** CONSEGNA 1 **
Cita dall'articolo sulla tragedia di Castel d'Azzano il passo che si apre con le parole contenenti "Un omaggio all’Arma" e si chiude con "e rischio personale.".
** CONSEGNA 2 **
In base all'articolo sulla tragedia di Castel d'Azzano, rispondi brevemente:
(a) Per quale coalizione Giovanni Manildo è candidato presidente del Veneto?
(b) Secondo Manildo, quali valori deve mettere al centro l'Italia da continuare a costruire?
(c) Oltre all'intero Paese, quale territorio ha sconvolto l'evento?

** TESTO DEL DOCUMENTO **
↓↓↓

“Un dolore profondo, una tragedia difficile da accettare”. Così Giovanni Manildo, candidato presidente del Veneto per la coalizione di centrosinistra, ha commentato la tragedia avvenuta a Castel d’Azzano, dove tre militari dell’Arma dei Carabinieri hanno perso la vita durante un’operazione di sgombero.
“Hanno compiuto fino in fondo il loro dovere, con coraggio e spirito di servizio”, ha aggiunto Manildo, che ha voluto esprimere la vicinanza e la gratitudine della comunità alle famiglie delle vittime, ai feriti e a tutti gli operatori delle forze dell’ordine.
Un omaggio all’Arma dei Carabinieri e ai valori della Repubblica
Manildo ha sottolineato come l’Arma dei Carabinieri rappresenti una delle istituzioni più amate e rispettate del Paese, richiamando l’attenzione sul valore del sacrificio compiuto da chi ogni giorno serve lo Stato con dedizione e rischio personale.
“Onorare il sacrificio di chi ha servito fino all’ultimo” – ha affermato – “significa impegnarsi ogni giorno, anche nella politica, per costruire una società più giusta, più sicura e più umana”. Parole che segnano un invito al rispetto, ma anche alla responsabilità, soprattutto da parte di chi è chiamato ad assumere ruoli di guida pubblica.
Un messaggio che unisce dolore e impegno civile
Nel suo intervento, Manildo ha voluto richiamare l’intero contesto sociale e politico a un momento di unità e riflessione, sottolineando che il modo migliore per commemorare i tre carabinieri deceduti è continuare a costruire un’Italia che metta al centro i valori della giustizia, della legalità e della dignità umana.
Il suo messaggio si inserisce nel coro unanime di cordoglio espresso da rappresentanti delle istituzioni, cittadini e forze politiche, dopo l’evento che ha sconvolto il Veronese e l’intero Paese.

↑↑↑

** VOCI DEL DATASET **
↓↓↓

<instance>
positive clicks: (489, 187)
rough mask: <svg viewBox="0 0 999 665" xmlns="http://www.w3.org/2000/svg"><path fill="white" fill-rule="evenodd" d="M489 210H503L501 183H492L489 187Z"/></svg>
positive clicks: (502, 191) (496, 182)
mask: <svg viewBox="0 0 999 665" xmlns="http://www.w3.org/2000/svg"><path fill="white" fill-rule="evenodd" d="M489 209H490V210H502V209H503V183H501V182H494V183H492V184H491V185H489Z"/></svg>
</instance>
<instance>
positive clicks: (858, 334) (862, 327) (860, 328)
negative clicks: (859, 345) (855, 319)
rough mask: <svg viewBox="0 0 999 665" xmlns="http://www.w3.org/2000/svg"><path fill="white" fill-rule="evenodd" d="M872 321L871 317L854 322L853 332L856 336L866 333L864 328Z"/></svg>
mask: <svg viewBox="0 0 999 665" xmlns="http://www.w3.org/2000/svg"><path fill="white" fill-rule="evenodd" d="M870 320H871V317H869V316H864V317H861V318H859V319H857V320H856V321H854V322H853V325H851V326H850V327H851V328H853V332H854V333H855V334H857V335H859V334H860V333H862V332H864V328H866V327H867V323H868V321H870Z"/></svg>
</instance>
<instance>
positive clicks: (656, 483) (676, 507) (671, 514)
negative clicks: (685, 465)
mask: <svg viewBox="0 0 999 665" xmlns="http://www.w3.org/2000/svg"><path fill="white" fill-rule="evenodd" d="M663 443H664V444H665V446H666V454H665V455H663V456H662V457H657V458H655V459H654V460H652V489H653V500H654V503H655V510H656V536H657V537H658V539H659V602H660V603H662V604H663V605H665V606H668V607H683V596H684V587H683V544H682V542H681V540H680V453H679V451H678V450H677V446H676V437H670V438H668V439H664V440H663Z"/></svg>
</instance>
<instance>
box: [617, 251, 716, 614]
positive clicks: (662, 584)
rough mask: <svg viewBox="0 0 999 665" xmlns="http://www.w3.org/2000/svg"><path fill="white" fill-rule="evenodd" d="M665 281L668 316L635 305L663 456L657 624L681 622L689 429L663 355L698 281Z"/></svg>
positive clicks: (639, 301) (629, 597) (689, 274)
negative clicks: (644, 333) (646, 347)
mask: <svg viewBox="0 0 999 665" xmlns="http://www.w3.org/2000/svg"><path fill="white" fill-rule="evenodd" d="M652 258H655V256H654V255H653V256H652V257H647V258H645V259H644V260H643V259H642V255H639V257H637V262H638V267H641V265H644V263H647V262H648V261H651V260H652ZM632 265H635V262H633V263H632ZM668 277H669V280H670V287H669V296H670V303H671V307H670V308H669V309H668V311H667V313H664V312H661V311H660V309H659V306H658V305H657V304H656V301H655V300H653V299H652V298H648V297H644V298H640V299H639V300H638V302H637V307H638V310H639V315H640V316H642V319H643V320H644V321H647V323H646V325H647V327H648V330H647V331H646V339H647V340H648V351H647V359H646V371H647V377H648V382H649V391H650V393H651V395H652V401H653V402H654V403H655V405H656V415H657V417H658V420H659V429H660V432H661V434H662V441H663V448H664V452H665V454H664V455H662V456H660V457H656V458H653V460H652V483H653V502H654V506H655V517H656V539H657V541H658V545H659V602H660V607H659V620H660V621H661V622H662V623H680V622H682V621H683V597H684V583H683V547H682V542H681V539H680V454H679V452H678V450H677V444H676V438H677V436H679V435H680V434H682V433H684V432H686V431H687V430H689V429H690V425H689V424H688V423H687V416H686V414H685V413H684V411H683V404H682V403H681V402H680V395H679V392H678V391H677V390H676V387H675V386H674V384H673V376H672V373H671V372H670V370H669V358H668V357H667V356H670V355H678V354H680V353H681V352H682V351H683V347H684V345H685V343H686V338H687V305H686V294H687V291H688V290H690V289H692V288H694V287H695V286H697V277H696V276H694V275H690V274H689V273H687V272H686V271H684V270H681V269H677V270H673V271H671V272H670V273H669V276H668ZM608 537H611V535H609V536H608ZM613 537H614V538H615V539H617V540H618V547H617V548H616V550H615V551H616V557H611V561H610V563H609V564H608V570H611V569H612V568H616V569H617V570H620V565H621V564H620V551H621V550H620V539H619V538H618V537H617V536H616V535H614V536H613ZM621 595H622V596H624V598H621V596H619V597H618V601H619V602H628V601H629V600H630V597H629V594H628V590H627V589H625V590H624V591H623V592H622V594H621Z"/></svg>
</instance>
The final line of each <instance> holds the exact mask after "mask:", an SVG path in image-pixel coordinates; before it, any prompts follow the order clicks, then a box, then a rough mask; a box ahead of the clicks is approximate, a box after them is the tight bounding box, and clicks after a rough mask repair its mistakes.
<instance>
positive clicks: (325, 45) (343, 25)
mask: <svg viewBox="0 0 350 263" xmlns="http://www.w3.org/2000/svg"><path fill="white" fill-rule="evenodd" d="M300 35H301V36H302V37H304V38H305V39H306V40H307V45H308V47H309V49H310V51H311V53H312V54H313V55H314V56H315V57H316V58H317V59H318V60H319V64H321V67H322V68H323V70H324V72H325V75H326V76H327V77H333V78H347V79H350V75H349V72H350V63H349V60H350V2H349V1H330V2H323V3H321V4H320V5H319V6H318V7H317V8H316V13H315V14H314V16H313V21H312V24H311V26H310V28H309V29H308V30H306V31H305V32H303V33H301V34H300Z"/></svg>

↑↑↑
↓↓↓

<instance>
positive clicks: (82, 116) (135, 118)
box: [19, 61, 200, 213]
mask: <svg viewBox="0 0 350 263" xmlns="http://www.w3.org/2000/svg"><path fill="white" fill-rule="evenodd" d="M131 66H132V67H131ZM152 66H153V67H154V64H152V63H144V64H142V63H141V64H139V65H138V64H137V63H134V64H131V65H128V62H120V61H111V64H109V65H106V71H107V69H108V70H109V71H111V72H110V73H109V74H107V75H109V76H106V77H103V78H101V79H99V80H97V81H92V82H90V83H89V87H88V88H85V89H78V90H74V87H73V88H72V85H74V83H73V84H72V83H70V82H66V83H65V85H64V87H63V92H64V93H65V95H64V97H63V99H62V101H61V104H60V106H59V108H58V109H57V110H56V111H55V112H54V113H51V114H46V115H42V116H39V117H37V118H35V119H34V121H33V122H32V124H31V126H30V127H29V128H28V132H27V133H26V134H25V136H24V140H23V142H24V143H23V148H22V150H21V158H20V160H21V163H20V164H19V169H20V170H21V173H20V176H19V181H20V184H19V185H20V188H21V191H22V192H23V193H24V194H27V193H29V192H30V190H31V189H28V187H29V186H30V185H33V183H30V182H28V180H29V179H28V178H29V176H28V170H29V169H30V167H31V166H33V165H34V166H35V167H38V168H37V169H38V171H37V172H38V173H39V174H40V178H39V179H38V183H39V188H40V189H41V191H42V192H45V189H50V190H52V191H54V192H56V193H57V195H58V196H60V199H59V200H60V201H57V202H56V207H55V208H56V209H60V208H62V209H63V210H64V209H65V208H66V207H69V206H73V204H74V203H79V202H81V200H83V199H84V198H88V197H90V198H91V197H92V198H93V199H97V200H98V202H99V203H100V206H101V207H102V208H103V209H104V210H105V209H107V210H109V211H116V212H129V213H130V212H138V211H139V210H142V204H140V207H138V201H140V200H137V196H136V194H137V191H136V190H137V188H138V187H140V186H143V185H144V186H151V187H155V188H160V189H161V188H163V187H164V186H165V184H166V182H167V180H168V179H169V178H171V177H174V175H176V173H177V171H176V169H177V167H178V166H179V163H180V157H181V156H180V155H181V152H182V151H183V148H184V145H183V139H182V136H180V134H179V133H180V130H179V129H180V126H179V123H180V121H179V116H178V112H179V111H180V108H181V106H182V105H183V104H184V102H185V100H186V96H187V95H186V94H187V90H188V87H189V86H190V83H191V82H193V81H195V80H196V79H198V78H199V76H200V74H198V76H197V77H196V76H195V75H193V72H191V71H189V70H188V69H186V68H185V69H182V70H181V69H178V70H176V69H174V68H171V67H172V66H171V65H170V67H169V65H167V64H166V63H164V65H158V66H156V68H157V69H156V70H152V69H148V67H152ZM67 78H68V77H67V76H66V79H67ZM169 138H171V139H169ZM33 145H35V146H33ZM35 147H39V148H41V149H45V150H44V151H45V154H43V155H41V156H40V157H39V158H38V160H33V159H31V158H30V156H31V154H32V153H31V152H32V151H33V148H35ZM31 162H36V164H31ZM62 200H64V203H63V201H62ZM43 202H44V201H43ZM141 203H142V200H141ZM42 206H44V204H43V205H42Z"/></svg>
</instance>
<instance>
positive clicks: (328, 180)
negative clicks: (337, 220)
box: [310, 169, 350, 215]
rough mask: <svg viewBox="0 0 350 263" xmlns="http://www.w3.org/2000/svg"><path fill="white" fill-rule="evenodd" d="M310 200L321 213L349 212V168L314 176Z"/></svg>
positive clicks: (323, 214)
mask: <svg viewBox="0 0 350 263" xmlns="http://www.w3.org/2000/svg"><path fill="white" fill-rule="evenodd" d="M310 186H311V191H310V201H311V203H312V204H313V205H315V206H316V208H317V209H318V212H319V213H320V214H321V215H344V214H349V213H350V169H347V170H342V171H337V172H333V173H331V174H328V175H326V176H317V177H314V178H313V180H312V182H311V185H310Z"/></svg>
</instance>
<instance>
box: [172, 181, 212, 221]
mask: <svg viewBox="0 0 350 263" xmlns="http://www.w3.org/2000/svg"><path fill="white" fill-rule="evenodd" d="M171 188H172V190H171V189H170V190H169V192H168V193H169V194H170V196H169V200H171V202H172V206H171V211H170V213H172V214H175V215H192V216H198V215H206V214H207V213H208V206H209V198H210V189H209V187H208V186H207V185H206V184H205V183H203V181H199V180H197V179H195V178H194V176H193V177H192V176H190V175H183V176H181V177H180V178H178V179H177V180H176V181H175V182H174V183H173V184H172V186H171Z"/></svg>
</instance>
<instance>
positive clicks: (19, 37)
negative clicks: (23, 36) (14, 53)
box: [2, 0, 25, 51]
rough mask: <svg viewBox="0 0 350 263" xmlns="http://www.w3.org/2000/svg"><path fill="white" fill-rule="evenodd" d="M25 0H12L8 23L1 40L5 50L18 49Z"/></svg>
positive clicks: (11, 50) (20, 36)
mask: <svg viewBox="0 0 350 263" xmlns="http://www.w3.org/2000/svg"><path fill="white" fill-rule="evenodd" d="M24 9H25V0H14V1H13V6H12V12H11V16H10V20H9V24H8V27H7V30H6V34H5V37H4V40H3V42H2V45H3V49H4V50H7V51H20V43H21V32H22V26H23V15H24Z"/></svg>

↑↑↑

** SPAZIO RISPOSTA 1 **
Un omaggio all’Arma dei Carabinieri e ai valori della Repubblica
Manildo ha sottolineato come l’Arma dei Carabinieri rappresenti una delle istituzioni più amate e rispettate del Paese, richiamando l’attenzione sul valore del sacrificio compiuto da chi ogni giorno serve lo Stato con dedizione e rischio personale.

** SPAZIO RISPOSTA 2 **
(a) Per la coalizione di centrosinistra.
(b) La giustizia, la legalità e la dignità umana.
(c) Il Veronese.